Point localization data:
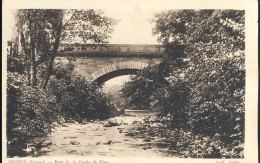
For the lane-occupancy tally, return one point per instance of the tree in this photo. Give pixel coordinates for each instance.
(204, 64)
(42, 30)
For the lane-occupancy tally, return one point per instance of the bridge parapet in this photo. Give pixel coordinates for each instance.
(111, 50)
(115, 67)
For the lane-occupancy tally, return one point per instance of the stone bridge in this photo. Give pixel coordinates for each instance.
(100, 63)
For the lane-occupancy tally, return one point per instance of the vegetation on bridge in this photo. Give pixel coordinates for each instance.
(205, 70)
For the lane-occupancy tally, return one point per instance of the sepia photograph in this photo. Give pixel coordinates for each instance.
(142, 82)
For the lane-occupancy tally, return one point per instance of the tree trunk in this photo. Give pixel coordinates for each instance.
(22, 40)
(55, 49)
(32, 56)
(33, 64)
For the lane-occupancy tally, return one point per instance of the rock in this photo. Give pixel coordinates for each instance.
(147, 140)
(71, 151)
(107, 125)
(130, 134)
(120, 128)
(109, 142)
(74, 142)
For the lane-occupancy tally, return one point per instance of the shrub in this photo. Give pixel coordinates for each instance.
(77, 98)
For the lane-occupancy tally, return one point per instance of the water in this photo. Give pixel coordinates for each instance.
(92, 139)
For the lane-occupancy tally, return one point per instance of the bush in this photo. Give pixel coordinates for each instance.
(76, 97)
(30, 112)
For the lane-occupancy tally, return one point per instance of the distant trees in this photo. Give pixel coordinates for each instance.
(33, 105)
(205, 68)
(42, 30)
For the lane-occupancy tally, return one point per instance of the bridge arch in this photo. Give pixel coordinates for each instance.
(122, 68)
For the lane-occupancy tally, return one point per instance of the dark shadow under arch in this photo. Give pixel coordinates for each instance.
(102, 79)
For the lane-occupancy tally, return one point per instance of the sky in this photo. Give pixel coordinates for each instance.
(134, 26)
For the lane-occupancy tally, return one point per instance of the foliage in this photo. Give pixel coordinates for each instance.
(77, 98)
(205, 69)
(42, 30)
(30, 112)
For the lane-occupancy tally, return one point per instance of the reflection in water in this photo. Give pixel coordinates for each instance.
(95, 140)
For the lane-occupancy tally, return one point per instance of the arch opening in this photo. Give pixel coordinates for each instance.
(102, 79)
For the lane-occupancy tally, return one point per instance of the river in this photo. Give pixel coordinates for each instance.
(97, 139)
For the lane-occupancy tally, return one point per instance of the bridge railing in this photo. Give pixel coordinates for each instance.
(108, 49)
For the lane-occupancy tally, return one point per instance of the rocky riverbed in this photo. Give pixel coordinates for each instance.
(123, 136)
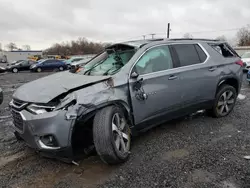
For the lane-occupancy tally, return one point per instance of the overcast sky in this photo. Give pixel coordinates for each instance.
(40, 23)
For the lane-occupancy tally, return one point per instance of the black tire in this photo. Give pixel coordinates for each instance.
(218, 112)
(18, 137)
(104, 136)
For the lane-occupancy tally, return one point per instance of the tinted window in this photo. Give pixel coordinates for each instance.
(187, 54)
(223, 49)
(201, 53)
(156, 59)
(25, 63)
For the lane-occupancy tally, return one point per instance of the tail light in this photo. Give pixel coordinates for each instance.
(240, 63)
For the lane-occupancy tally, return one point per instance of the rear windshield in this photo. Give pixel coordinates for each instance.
(224, 49)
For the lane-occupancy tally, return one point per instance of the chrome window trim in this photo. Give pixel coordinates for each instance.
(203, 49)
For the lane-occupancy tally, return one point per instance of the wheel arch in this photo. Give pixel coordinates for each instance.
(229, 80)
(85, 121)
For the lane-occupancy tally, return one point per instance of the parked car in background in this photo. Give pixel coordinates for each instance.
(80, 63)
(20, 66)
(1, 96)
(128, 88)
(2, 69)
(246, 60)
(49, 65)
(14, 62)
(248, 77)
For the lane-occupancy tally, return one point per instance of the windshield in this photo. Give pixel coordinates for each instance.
(108, 63)
(246, 55)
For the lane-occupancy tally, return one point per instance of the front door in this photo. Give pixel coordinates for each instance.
(154, 86)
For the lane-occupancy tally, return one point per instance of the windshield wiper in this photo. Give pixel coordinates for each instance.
(89, 70)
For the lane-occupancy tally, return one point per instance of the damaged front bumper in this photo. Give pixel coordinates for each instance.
(48, 133)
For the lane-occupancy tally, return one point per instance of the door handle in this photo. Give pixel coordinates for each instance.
(172, 77)
(212, 69)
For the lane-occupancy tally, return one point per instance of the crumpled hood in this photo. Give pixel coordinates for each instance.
(246, 60)
(47, 88)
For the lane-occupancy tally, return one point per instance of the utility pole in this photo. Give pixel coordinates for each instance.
(152, 35)
(168, 31)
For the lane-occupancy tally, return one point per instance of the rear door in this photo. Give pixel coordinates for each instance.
(198, 77)
(156, 91)
(24, 65)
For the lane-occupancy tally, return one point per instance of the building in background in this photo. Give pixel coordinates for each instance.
(9, 56)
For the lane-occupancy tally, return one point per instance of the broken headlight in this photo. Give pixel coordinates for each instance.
(39, 109)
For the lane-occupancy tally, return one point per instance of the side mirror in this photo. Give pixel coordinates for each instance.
(134, 75)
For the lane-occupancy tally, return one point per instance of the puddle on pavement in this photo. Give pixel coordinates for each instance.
(6, 160)
(176, 154)
(88, 174)
(202, 176)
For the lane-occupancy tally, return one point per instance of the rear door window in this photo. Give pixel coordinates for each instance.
(188, 54)
(223, 49)
(154, 60)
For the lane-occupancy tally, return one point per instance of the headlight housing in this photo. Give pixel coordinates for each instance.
(39, 109)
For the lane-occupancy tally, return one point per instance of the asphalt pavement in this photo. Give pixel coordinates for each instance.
(195, 151)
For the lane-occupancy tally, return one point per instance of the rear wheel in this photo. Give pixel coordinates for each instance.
(14, 70)
(111, 134)
(224, 101)
(39, 70)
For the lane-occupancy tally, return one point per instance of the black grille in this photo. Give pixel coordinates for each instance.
(17, 120)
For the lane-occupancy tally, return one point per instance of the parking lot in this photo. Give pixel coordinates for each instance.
(195, 151)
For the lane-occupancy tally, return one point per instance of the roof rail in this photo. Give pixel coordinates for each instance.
(201, 39)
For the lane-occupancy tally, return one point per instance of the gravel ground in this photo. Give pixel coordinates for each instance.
(196, 151)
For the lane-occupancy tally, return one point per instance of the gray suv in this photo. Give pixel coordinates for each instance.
(128, 88)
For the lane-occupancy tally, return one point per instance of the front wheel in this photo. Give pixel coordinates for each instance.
(224, 101)
(112, 137)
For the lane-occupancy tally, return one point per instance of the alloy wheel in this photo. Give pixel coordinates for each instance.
(225, 103)
(121, 133)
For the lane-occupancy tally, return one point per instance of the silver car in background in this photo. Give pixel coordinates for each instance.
(246, 60)
(128, 88)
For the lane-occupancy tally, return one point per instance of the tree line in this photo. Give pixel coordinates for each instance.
(82, 46)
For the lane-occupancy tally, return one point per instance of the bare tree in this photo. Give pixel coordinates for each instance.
(187, 35)
(221, 38)
(243, 36)
(26, 47)
(76, 47)
(11, 46)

■ **Task instructions**
Leave the images behind and write out every entry exactly.

■ **Finished exercise**
For the lane-occupancy tally, return one point per instance of the tree in this photo. Give pixel coordinates for each instance.
(204, 64)
(42, 30)
For the lane-occupancy tally, return one point per instance of the bridge parapet in this photo. Give pixel coordinates for each instance.
(111, 50)
(115, 67)
For the lane-occupancy tally, return one point per instance of the stone bridge in this photo. Give pixel coordinates for each instance.
(100, 63)
For the lane-occupancy tally, return one point per instance of the vegetation on bridge in this photo. Give pixel coordinates for each instance.
(205, 70)
For the lane-occupancy tally, return one point per instance of the sepia photograph in this photo. Give pixel coordinates for each instance.
(142, 82)
For the lane-occupancy tally, return one point per instance of the tree trunk in this photo. Give pixel coordinates for each instance.
(22, 40)
(55, 49)
(32, 56)
(33, 64)
For the lane-occupancy tally, return one point per instance of the rock in this photo. Give pixel coordinates for each instance.
(147, 140)
(71, 151)
(107, 125)
(130, 134)
(120, 128)
(109, 142)
(74, 142)
For the lane-occupancy tally, return one point per instance of the shrub in this photo. Give pixel coordinates for each instance.
(77, 98)
For the lane-occupancy tally, return one point per instance of the water in this photo. Give pixel coordinates for each instance.
(92, 139)
For the lane-occupancy tally, return one point per instance of the bush in this photo. Give pixel coordinates for each instance.
(76, 97)
(30, 112)
For the lane-occupancy tally, return one point per instance of the distant trees in this photo. Give pixel coordinates for each instance.
(33, 105)
(205, 68)
(42, 30)
For the lane-occupancy tally, return one point per instance of the bridge arch in this photo. Give pixel coordinates for each instance.
(122, 68)
For the lane-occupancy tally, return one point per instance of the dark shadow under arch in this photo. Give pixel coordinates for each instance.
(102, 79)
For the lane-occupancy tally, return one point per instance of the sky in this photo. Give pixel coordinates for each instance.
(134, 26)
For the lane-occupancy tally, return one point per instance of the foliage in this photo. Give pixel coordinates for each instance.
(77, 98)
(205, 69)
(42, 30)
(30, 112)
For the lane-occupancy tally, return one point per instance of the reflection in water in this photo. Give pixel coordinates for each instance.
(95, 140)
For the lane-occupancy tally, return one point per instance of the arch opening in this photo. Give pixel coordinates for each instance.
(102, 79)
For the lane-occupancy tally, return one point per instance of the river in this photo. Give pixel coordinates for each instance.
(97, 139)
For the lane-occupancy tally, return one point per instance of the bridge railing in this photo. Give pixel coordinates for each instance.
(108, 49)
For the lane-occupancy tally, return one point per instance of the rocky riverbed in this photo. Give pixel coordinates for each instance.
(123, 136)
For the lane-occupancy tally, return one point per instance of the overcast sky in this photo. Give pixel coordinates for each instance.
(40, 23)
For the lane-occupancy tally, return one point per instance of the black tire in this photo. Give pixel coordinates for each instance.
(218, 112)
(18, 137)
(104, 136)
For the lane-occupancy tally, return one point per instance of the tinted window in this photo. Give pixel coordinates for each instance.
(187, 54)
(223, 49)
(201, 53)
(156, 59)
(25, 63)
For the lane-occupancy tally, return one point per instance of the tail light in this photo. Give pixel coordinates for each instance.
(240, 63)
For the lane-occupancy tally, return one point per instance of the rear windshield in this photo. Give pixel coordinates for each instance.
(224, 49)
For the lane-occupancy tally, return one point per instance of the chrome window trim in this photo. Give pixel coordinates for each instance.
(203, 49)
For the lane-occupancy tally, return one point per instance of the wheel arch in this photo. Give pixel coordinates for each instance.
(229, 80)
(85, 121)
For the lane-occupancy tally, return one point per instance of the parked car in background in this photo. Give pixel coordinates for each instance.
(80, 63)
(20, 66)
(1, 96)
(128, 88)
(2, 69)
(246, 60)
(49, 65)
(14, 62)
(248, 77)
For the lane-occupancy tally, return one point per instance of the windshield in this photo. Give pixel coordinates for each instance.
(108, 63)
(246, 55)
For the lane-occupancy tally, return one point per instance of the front door in this photo. Give pixel coordinates for each instance.
(154, 86)
For the lane-occupancy tally, return one point per instance of the windshield wiper in this photo. Give pixel coordinates for each instance.
(89, 70)
For the lane-occupancy tally, return one point per instance of the damaged front bumper in this photo. Give pixel coordinates for each instance.
(48, 133)
For the lane-occupancy tally, return one point per instance of the door handle in this photo. Give pixel coordinates for each instance.
(172, 77)
(212, 69)
For the lane-occupancy tally, return one point per instance of the crumpled hood in this photo. Give pixel coordinates for each instance.
(246, 60)
(47, 88)
For the lane-occupancy tally, return one point per instance of the utility pole in this photo. Give pixel coordinates for each instance.
(152, 35)
(168, 31)
For the lane-occupancy tally, return one point per instance of the rear door in this photo. Give pixel coordinates for each instance.
(198, 77)
(156, 91)
(24, 65)
For the lane-occupancy tally, return one point per instance of the building in background in this photo. Give pixel coordinates for each instance.
(9, 56)
For the lane-occupancy tally, return one point per instance of the broken headlight in this photo. Give pixel coordinates for each instance.
(39, 109)
For the lane-occupancy tally, return one point per instance of the side mirror in this photo. Give pixel coordinates for each instance.
(134, 75)
For the lane-occupancy tally, return one point per instance of the puddle on pavement in this photo. Give pixel coordinates for each instance.
(6, 160)
(176, 154)
(88, 174)
(202, 176)
For the lane-occupancy tally, return one point per instance of the rear door window in this photo. Give pixel coordinates for each instance.
(188, 54)
(223, 49)
(154, 60)
For the lane-occupancy tally, return one point per instance of the headlight housing in this photo. Give pixel coordinates for each instance.
(39, 109)
For the lane-occupancy tally, return one point per instance of the asphalt pavement in this photo. Give pixel coordinates for each instance.
(195, 151)
For the lane-occupancy tally, return one point per instance of the rear wheel in this photo. Give pixel coordinates for each instance.
(14, 70)
(111, 134)
(224, 101)
(39, 70)
For the lane-occupancy tally, return one point per instance of the black grille in this photo. Give pixel coordinates for each instance.
(17, 120)
For the lane-occupancy tally, return one point per instance of the parking lot in this photo. Give pixel coordinates for each instance.
(195, 151)
For the lane-occupancy tally, return one point per instance of the roof rail in this photo. Give pixel coordinates for each instance.
(201, 39)
For the lane-occupancy tally, return one point per instance of the gravel ground in this photo. Give pixel coordinates for each instance.
(196, 151)
For the lane-occupancy tally, return one point per instance of the gray suv in this photo. Give pixel coordinates for each instance.
(128, 88)
For the lane-occupancy tally, return one point per instance of the front wheel in this photo. Give pixel coordinates for each instance.
(224, 101)
(112, 137)
For the lane-occupancy tally, return one point per instance of the alloy wheel in this photo. Give pixel coordinates for each instance.
(225, 103)
(121, 133)
For the lane-occupancy tally, return one point per instance of the silver car in background in this photo. Give pixel coordinates for each instance.
(246, 60)
(128, 88)
For the lane-occupancy tally, return one point per instance of the tree line in this photo. Give pixel coordinates for each instance.
(82, 46)
For the lane-occupancy tally, return one point per instance of the bare tree in this photo. Give pixel coordinates for each instance.
(187, 35)
(221, 38)
(243, 36)
(26, 47)
(76, 47)
(11, 46)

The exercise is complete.